◆ OBJECTIVE: In the data below, find the line containing "of the audi"; reproduce that line and all subsequent lines exactly, and nothing else.

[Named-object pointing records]
== == ==

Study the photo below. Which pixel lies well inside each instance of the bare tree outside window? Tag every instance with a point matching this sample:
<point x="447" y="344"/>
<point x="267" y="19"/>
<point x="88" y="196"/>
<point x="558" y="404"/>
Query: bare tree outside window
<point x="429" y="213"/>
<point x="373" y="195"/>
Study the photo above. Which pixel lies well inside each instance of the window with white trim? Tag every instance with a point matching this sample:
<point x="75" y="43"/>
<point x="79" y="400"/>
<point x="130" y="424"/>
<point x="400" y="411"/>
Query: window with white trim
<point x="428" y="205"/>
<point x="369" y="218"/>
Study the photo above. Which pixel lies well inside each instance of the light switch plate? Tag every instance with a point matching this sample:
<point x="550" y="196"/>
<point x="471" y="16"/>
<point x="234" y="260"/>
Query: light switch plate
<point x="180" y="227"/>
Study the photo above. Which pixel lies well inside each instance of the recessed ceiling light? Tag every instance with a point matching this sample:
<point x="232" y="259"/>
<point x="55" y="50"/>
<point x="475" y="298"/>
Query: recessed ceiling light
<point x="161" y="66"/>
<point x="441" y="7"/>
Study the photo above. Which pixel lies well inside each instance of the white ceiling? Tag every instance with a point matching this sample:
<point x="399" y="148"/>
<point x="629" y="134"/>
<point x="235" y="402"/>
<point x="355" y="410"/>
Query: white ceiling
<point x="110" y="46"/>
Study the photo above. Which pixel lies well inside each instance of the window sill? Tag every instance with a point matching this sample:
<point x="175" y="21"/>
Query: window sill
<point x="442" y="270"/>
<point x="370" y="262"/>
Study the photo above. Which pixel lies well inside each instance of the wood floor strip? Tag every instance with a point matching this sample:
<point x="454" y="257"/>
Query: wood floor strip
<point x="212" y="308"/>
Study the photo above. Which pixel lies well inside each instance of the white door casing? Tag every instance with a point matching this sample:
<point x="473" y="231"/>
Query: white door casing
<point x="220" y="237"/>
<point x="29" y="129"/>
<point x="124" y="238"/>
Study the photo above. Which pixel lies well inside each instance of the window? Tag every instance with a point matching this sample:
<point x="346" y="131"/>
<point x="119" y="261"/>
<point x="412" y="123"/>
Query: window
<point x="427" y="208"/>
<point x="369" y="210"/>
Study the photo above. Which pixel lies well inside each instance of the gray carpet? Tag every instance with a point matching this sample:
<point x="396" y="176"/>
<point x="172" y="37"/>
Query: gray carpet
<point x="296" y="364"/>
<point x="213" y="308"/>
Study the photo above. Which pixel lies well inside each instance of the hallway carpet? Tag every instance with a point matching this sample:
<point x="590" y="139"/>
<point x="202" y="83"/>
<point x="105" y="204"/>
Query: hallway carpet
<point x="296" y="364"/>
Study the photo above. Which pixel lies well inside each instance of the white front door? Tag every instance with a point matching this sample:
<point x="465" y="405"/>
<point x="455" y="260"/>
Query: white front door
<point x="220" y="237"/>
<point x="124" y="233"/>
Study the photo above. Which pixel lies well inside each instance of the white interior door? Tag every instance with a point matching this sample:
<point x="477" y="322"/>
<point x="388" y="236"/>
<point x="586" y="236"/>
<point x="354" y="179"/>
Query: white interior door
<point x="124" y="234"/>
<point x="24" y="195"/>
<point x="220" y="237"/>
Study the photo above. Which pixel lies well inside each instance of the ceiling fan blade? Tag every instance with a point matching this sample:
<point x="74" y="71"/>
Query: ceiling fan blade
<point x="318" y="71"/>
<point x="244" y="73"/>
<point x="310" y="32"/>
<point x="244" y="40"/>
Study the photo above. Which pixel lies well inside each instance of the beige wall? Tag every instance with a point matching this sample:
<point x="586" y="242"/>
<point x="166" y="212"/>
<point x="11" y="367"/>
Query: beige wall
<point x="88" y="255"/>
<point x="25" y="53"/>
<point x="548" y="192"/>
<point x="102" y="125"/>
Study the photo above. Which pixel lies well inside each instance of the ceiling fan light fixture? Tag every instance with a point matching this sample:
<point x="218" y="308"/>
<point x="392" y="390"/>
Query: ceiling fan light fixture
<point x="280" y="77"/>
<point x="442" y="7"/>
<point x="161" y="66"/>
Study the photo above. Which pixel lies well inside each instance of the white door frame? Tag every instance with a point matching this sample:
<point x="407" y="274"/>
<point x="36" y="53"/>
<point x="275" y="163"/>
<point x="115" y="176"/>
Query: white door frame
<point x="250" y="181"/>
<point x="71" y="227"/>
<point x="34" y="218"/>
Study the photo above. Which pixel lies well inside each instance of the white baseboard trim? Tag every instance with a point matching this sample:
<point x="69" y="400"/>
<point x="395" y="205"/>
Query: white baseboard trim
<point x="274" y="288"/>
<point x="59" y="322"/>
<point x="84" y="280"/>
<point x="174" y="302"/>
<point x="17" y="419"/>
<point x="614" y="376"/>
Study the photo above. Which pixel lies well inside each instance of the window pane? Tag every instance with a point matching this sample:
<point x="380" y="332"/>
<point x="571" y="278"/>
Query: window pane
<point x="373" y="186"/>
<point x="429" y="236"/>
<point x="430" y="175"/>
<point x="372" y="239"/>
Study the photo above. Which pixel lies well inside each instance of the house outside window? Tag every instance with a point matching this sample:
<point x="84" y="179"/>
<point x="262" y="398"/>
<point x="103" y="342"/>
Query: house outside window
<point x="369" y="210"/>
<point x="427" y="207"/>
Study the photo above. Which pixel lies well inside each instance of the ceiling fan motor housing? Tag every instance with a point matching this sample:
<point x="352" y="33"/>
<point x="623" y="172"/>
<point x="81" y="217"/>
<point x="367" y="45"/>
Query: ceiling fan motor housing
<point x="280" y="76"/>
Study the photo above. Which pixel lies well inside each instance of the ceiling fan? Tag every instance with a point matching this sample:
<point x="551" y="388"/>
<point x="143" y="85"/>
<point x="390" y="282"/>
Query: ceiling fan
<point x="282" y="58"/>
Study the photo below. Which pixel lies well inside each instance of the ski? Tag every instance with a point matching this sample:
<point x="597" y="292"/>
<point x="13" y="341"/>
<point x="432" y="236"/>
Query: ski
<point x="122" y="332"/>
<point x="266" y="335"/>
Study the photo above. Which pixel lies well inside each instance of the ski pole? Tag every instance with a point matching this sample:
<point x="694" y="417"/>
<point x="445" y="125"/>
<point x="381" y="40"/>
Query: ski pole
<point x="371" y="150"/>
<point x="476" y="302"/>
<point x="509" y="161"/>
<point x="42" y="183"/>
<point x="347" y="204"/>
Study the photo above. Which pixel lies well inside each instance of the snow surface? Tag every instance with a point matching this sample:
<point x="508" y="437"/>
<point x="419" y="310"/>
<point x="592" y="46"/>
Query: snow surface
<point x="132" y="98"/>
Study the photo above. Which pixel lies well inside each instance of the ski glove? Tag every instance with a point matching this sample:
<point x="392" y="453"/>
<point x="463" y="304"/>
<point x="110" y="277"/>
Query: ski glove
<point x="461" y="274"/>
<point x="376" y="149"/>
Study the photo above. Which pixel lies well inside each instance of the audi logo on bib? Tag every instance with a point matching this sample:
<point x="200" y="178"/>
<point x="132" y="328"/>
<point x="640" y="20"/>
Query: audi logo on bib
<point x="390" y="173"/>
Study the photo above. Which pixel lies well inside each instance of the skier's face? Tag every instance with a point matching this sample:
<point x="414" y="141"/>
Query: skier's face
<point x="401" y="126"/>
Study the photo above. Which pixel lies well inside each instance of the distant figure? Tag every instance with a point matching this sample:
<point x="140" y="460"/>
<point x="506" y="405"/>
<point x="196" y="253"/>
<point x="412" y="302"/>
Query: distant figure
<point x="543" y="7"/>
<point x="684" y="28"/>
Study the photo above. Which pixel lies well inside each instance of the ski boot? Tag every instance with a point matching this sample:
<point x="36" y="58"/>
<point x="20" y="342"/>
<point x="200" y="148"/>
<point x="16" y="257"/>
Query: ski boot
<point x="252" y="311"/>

== == ==

◆ ANSWER TO THIS PROBLEM:
Study the photo above. Which pixel lies well inside each instance of the audi logo on bib? Tag every instance with a point matching this sample:
<point x="200" y="178"/>
<point x="132" y="328"/>
<point x="640" y="20"/>
Query: audi logo on bib
<point x="390" y="173"/>
Study the photo above. Which pixel lies well inside each instance of the skier's face? Tag every instance with a point matching this sample:
<point x="414" y="141"/>
Query: skier's face
<point x="401" y="126"/>
Study the photo above. Which pixel lies well inside each instance of the distant figure? Tag every instance with a point matching this sample:
<point x="140" y="460"/>
<point x="506" y="405"/>
<point x="196" y="253"/>
<point x="412" y="302"/>
Query: distant figure
<point x="543" y="7"/>
<point x="684" y="28"/>
Study the photo above. Which pixel lies well inside each instance of the ski boot? Tag every instance with a point matching this sample:
<point x="36" y="58"/>
<point x="20" y="342"/>
<point x="200" y="148"/>
<point x="16" y="257"/>
Query: ski boot
<point x="252" y="311"/>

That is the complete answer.